--- WHAT THE TASK REQUIRES ---
Keep the pictures out and restate every record exactly.

======== AVAILABLE RECORDS ========

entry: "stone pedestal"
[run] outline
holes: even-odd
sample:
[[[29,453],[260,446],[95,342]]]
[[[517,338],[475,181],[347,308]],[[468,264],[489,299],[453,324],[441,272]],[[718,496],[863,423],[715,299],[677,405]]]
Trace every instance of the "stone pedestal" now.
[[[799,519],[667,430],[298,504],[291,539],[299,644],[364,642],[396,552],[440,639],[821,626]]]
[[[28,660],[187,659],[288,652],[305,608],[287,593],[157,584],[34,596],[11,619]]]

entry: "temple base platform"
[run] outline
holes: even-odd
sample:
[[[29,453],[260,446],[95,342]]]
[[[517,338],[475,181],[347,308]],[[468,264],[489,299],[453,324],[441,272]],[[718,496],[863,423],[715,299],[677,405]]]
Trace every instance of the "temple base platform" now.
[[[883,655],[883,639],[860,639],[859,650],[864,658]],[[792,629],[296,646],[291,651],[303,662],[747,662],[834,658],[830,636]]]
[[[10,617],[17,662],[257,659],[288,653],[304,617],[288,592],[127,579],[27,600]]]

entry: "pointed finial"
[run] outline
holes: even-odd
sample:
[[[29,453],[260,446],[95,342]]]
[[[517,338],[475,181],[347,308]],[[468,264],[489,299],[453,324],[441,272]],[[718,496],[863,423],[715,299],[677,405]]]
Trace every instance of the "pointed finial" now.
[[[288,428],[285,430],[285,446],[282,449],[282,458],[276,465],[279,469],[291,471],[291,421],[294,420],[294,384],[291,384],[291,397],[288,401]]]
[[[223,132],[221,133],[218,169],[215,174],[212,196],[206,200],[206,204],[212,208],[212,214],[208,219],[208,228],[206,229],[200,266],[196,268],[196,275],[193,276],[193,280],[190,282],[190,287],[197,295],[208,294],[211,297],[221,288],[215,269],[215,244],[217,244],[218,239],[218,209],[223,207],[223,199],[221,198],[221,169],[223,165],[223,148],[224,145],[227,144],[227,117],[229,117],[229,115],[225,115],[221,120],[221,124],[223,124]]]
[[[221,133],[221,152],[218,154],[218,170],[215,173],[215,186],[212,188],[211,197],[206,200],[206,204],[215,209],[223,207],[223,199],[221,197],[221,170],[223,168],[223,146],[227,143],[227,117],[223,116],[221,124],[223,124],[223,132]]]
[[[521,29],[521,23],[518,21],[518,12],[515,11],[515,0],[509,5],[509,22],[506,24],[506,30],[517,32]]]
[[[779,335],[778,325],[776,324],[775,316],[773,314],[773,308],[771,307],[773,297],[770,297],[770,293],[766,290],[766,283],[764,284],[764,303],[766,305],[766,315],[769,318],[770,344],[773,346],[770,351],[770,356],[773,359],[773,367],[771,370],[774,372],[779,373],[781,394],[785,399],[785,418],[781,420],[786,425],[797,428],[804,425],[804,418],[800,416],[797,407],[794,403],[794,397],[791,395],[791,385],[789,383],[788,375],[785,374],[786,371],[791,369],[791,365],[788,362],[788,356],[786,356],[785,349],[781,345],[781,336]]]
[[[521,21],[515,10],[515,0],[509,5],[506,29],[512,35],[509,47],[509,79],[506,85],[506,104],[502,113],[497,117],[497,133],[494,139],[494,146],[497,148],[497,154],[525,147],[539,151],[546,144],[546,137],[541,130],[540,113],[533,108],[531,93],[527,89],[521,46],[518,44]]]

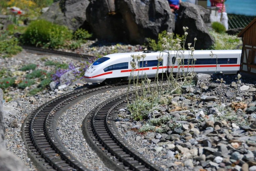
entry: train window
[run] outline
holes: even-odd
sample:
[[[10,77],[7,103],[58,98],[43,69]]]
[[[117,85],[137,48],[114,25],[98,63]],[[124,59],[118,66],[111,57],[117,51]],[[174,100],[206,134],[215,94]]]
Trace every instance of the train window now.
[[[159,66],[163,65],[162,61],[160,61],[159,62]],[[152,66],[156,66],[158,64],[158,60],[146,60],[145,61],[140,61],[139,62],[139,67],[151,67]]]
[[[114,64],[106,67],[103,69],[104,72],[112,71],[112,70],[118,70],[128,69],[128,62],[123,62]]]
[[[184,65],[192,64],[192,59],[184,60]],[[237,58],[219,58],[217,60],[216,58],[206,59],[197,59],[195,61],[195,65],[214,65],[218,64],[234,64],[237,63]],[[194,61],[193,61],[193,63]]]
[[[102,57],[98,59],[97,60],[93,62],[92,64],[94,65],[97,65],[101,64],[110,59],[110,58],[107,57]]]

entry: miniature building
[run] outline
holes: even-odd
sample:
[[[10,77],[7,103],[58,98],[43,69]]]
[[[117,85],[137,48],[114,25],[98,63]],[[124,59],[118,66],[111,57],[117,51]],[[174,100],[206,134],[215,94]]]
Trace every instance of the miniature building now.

========

--- RESULT OF THIS TASK ---
entry: "stone pedestal"
[run] outline
holes: even-odd
sample:
[[[29,453],[260,446],[95,342]]]
[[[517,338],[475,181],[347,308]],[[468,264],[489,299],[453,324],[441,272]],[[718,496],[863,423],[715,299],[677,405]]]
Trace every instance of the "stone pedestal" now.
[[[799,519],[667,430],[298,504],[291,539],[299,644],[364,642],[396,552],[440,639],[821,626]]]
[[[28,660],[187,659],[288,652],[305,608],[287,593],[157,584],[34,596],[11,619]]]

entry: "temple base platform"
[run] outline
holes: even-odd
sample:
[[[29,453],[260,446],[95,342]]]
[[[517,338],[475,181],[347,308]],[[468,264],[489,299],[453,324],[441,272]],[[718,496],[863,423],[715,299],[677,405]]]
Trace every instance of the "temple base platform" now.
[[[883,655],[883,639],[860,639],[859,650],[864,658]],[[792,629],[296,646],[291,651],[303,662],[747,662],[834,658],[830,636]]]
[[[10,617],[17,662],[257,659],[288,653],[304,617],[288,592],[127,579],[27,600]]]

entry: "pointed finial"
[run] outline
holes: even-odd
sample:
[[[29,453],[260,446],[95,342]]]
[[[517,338],[475,181],[347,308]],[[468,264],[489,299],[453,324],[441,272]],[[718,496],[863,423],[715,299],[677,405]]]
Trace every instance of the "pointed finial" now.
[[[288,428],[285,430],[285,446],[282,449],[282,458],[276,465],[279,469],[291,471],[291,421],[294,420],[294,384],[291,384],[291,397],[288,401]]]
[[[223,132],[221,133],[218,169],[215,174],[212,196],[206,200],[206,204],[212,208],[212,214],[208,219],[208,228],[206,229],[200,266],[196,268],[196,275],[193,276],[193,280],[190,282],[190,287],[197,295],[208,294],[211,297],[221,288],[215,269],[215,244],[217,244],[218,239],[218,209],[223,207],[223,199],[221,198],[221,169],[223,165],[223,148],[224,145],[227,144],[227,117],[229,117],[229,115],[225,115],[221,120],[221,124],[223,124]]]
[[[221,133],[221,152],[218,154],[218,170],[215,173],[215,186],[212,188],[211,197],[206,200],[206,204],[215,209],[223,207],[223,199],[221,197],[221,170],[223,168],[223,146],[227,143],[227,117],[223,116],[221,124],[223,124],[223,132]]]
[[[521,29],[521,23],[518,21],[518,12],[515,11],[515,0],[509,5],[509,22],[506,24],[506,30],[517,32]]]
[[[779,335],[778,325],[776,324],[775,316],[773,314],[773,308],[771,307],[773,297],[770,297],[770,293],[766,290],[766,283],[764,284],[764,303],[766,305],[766,315],[769,318],[770,344],[773,346],[770,351],[770,356],[773,359],[773,367],[771,370],[774,372],[779,373],[781,394],[785,399],[785,418],[781,420],[786,425],[797,428],[804,425],[804,418],[800,416],[797,407],[794,403],[794,397],[791,395],[791,385],[789,383],[788,375],[785,374],[786,371],[791,369],[791,365],[788,362],[788,356],[786,356],[785,349],[781,345],[781,336]]]
[[[521,21],[515,10],[515,0],[509,5],[506,29],[512,35],[509,47],[509,79],[506,85],[506,104],[502,113],[497,117],[497,133],[494,139],[494,146],[497,148],[497,154],[525,147],[539,151],[546,144],[546,137],[541,130],[540,113],[533,108],[531,93],[527,89],[521,46],[518,44]]]

entry: train window
[run] outline
holes: even-odd
sample:
[[[10,77],[7,103],[58,98],[43,69]]]
[[[117,85],[137,48],[114,25],[98,63]],[[124,59],[118,66],[111,57],[117,51]],[[174,100],[206,134],[215,94]]]
Trace every instance of the train window now.
[[[159,66],[163,65],[162,61],[160,61],[159,62]],[[152,66],[156,66],[158,64],[158,60],[146,60],[145,61],[140,61],[139,62],[139,67],[151,67]]]
[[[114,64],[106,67],[103,69],[104,72],[112,71],[112,70],[118,70],[128,69],[128,62],[123,62]]]
[[[184,65],[192,64],[192,59],[184,60]],[[237,58],[219,58],[217,60],[216,58],[206,59],[197,59],[195,61],[195,65],[214,65],[218,64],[234,64],[237,63]],[[194,61],[193,61],[193,63]]]
[[[102,57],[98,59],[97,60],[93,62],[92,64],[94,65],[97,65],[101,64],[110,59],[110,58],[107,57]]]

entry: miniature building
[run] outline
holes: even-odd
sample:
[[[10,77],[7,103],[58,98],[43,69]]]
[[[117,85],[137,48],[114,25],[98,63]],[[124,59],[118,66],[111,57],[117,51]],[[174,100],[206,134],[215,94]]]
Trace every instance of the miniature building now.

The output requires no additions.